> _Source extract_

[START]

HB0117 - relative to allowing additional weight for vehicles using idle reduction technology in order to promote reduction of fuel use and emissions
Chapter Law 9
Effective January 1, 2012

The Department of Safety requested this bill to encourage greater voluntary adoption of fuel saving improvements to vehicles through additional weight limit incentives. Simply stated, vehicle owners who choose to install auxiliary power or idle reduction technology units are reward by being allowed an additional 400 pounds in weight loads, as calculated by gross, axle, tandem, or bridge formula weight limits.

HB0144 - relative to energy efficiency and clean energy districts
Chapter Law 68
Effective July 15, 2011

In 2010, the state legislature passed HB1554 that enabled municipalities to create Property Assessed Clean Energy (PACE) Districts. RSA 53-F enables property owners to access capital for energy efficiency and renewable energy improvements through a municipal loan program that is secured with a lien on the property. HB144 makes two primary modifications. First, to comply with recent guidance from the Federal Housing and Finance Authority, the bill removed the priority lien position on the property and instead, places PACE loans in a subordinate position. Second, the bill modified the bonding authority that can be used to capitalize PACE programs. General obligation bonds can no longer be used, and instead municipal revenue bonds are permitted. Finally the bill restricts the use of municipal revenue sources for loan loss reserve accounts and revolving loan funds.

[END]

> _Problem statement_
Reproduce the bill summaries word for word from "HB0117 - relative" to "formula weight limits.". The entries that follow are not needed for working with the bill summaries.

> _Data entries_

[START]

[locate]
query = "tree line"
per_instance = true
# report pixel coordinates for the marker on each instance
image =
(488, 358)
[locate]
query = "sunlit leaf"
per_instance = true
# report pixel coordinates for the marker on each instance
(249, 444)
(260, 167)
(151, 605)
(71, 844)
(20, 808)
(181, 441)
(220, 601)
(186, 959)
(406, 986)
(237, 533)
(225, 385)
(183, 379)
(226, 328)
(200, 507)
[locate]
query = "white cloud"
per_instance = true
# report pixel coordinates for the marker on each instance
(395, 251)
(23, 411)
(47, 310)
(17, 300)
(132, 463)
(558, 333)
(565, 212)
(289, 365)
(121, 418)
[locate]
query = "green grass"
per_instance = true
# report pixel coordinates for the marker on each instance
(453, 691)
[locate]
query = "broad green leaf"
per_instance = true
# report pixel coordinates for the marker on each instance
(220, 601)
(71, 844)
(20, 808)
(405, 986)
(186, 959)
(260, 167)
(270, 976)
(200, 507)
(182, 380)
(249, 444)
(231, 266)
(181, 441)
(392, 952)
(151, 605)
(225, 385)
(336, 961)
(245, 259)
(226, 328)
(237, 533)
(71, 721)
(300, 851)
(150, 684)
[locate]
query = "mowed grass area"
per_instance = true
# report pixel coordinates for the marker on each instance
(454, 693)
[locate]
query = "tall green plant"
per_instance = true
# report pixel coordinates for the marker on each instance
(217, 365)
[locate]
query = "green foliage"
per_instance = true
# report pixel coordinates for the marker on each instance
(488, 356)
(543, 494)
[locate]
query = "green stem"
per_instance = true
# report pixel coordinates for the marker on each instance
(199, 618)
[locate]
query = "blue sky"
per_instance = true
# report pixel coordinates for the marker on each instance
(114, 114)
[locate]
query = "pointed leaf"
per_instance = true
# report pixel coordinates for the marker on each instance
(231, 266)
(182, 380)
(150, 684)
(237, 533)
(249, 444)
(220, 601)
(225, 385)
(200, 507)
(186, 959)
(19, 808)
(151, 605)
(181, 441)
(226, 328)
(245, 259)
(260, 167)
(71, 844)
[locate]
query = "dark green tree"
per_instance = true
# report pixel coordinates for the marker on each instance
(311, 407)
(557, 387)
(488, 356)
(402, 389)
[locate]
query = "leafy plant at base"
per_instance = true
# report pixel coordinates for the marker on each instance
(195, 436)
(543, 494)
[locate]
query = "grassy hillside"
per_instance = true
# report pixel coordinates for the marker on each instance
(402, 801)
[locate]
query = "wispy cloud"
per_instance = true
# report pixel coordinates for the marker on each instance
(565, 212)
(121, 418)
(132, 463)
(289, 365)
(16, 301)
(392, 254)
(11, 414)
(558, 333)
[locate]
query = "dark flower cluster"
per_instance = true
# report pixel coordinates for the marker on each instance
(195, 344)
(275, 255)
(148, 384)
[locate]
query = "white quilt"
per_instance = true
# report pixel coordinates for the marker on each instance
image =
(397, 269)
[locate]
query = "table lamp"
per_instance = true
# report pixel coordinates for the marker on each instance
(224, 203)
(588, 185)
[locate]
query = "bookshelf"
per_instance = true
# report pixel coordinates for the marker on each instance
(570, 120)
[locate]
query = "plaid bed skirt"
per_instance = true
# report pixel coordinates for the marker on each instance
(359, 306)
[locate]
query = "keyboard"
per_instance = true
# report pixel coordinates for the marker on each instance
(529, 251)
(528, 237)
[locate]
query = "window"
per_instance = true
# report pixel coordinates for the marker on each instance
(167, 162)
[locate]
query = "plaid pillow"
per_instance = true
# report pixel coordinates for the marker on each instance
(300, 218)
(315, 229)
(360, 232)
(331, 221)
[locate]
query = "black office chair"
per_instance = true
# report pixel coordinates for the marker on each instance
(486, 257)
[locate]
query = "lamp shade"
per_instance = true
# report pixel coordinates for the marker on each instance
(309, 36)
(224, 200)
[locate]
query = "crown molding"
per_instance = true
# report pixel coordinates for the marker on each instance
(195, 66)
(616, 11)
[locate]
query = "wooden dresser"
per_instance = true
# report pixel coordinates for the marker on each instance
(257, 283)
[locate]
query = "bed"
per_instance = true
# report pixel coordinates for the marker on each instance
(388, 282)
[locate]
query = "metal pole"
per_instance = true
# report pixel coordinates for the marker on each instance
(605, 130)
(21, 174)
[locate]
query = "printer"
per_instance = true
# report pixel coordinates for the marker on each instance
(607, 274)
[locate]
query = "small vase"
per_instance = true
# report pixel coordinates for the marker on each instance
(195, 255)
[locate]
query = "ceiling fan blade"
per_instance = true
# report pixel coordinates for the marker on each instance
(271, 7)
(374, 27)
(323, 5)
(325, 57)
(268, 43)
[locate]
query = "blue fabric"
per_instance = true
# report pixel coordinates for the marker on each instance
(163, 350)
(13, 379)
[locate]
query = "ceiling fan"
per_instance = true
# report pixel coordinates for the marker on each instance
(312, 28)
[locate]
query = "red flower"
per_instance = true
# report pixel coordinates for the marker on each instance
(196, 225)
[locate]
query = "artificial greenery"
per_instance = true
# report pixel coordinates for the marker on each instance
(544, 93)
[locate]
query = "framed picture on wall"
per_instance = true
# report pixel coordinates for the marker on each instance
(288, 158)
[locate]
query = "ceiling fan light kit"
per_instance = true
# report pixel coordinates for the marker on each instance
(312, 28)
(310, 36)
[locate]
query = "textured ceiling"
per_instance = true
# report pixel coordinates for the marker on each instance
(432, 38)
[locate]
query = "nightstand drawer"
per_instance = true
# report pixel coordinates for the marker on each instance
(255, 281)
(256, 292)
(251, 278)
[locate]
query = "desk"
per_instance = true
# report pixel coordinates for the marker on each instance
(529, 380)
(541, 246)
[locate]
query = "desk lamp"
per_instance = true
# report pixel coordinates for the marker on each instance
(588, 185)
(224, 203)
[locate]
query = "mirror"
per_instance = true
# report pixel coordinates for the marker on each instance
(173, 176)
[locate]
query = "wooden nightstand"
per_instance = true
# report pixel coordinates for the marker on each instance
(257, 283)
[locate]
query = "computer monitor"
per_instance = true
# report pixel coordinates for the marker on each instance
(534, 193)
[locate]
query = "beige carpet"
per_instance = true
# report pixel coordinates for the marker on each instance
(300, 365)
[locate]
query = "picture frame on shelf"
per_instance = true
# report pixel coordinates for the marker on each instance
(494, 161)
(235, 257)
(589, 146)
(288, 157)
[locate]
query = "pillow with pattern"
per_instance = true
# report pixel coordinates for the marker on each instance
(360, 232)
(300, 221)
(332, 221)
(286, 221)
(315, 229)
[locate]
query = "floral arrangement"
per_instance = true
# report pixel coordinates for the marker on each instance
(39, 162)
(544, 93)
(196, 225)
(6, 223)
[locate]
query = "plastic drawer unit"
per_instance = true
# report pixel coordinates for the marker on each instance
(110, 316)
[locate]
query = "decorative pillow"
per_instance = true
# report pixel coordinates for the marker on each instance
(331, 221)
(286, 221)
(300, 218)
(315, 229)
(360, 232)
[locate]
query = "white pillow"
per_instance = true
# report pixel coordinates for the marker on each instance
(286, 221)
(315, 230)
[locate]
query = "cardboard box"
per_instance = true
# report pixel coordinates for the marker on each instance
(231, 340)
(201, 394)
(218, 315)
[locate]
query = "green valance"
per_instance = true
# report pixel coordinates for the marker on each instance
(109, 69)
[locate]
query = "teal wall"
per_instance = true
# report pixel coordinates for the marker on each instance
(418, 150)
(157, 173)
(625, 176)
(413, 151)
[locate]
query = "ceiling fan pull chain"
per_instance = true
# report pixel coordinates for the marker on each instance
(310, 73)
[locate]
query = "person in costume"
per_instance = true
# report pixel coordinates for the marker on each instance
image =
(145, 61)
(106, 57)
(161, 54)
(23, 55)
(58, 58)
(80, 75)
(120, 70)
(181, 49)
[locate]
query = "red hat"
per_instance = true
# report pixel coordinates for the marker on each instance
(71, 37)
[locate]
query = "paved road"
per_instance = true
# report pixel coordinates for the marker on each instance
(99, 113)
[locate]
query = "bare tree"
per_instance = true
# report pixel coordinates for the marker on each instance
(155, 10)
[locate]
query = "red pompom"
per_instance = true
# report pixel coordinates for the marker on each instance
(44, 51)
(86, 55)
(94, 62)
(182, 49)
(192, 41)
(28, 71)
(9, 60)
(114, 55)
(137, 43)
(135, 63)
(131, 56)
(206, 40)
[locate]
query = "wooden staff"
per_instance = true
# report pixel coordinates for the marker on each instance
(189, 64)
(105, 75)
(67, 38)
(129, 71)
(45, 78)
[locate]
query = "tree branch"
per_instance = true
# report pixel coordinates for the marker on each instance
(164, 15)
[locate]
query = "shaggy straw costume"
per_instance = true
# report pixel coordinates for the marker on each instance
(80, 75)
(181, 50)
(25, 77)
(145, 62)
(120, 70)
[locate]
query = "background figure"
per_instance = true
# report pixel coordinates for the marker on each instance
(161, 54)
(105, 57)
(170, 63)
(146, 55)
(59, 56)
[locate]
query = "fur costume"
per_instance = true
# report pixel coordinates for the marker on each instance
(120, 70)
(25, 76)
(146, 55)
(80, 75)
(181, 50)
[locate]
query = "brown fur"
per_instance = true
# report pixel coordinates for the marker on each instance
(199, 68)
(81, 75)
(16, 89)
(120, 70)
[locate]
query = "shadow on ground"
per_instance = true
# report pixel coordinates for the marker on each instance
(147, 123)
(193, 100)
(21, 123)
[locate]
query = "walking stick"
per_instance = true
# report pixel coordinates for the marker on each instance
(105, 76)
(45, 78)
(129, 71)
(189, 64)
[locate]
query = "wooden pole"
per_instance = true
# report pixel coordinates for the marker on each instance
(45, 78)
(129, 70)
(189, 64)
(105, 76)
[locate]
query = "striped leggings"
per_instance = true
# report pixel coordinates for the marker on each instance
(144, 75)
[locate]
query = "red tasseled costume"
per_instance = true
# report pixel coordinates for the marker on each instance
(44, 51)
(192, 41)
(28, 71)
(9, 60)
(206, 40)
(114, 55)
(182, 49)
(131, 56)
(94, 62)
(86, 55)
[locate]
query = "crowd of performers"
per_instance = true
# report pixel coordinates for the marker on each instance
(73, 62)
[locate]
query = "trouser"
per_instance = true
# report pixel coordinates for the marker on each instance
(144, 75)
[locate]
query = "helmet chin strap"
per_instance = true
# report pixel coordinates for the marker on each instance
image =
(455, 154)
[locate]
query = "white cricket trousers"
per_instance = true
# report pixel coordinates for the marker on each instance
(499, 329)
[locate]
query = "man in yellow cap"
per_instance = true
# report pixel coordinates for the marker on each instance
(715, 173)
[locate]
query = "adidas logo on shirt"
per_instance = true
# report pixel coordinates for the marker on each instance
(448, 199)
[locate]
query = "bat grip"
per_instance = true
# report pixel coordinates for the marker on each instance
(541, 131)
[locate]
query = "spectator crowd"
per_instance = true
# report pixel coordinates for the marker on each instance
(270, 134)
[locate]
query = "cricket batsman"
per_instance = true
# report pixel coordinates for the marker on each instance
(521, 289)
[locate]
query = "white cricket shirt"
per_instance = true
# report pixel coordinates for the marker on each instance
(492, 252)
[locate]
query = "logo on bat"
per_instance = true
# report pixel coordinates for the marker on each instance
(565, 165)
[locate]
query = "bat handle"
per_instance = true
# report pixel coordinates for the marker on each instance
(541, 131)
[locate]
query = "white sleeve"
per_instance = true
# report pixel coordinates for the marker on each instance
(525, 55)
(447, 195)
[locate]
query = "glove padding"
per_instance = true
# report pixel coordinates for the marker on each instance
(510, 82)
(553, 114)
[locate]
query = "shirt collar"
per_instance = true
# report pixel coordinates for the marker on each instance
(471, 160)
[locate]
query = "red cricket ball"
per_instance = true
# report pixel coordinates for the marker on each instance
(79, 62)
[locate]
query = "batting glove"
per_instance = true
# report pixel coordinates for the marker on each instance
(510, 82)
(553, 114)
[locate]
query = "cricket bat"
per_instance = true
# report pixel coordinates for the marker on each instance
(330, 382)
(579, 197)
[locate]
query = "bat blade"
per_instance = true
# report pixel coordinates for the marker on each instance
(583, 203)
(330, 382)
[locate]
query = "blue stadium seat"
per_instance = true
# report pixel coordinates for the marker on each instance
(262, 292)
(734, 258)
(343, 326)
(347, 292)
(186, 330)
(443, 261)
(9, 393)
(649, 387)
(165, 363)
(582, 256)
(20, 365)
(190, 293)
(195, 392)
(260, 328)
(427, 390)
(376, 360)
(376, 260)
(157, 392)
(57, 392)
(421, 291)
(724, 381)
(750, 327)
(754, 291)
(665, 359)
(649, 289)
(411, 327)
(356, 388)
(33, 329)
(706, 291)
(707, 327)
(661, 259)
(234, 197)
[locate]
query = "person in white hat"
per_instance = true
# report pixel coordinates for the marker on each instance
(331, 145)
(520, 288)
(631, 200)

[END]

> _Answer to this problem_
HB0117 - relative to allowing additional weight for vehicles using idle reduction technology in order to promote reduction of fuel use and emissions
Chapter Law 9
Effective January 1, 2012

The Department of Safety requested this bill to encourage greater voluntary adoption of fuel saving improvements to vehicles through additional weight limit incentives. Simply stated, vehicle owners who choose to install auxiliary power or idle reduction technology units are reward by being allowed an additional 400 pounds in weight loads, as calculated by gross, axle, tandem, or bridge formula weight limits.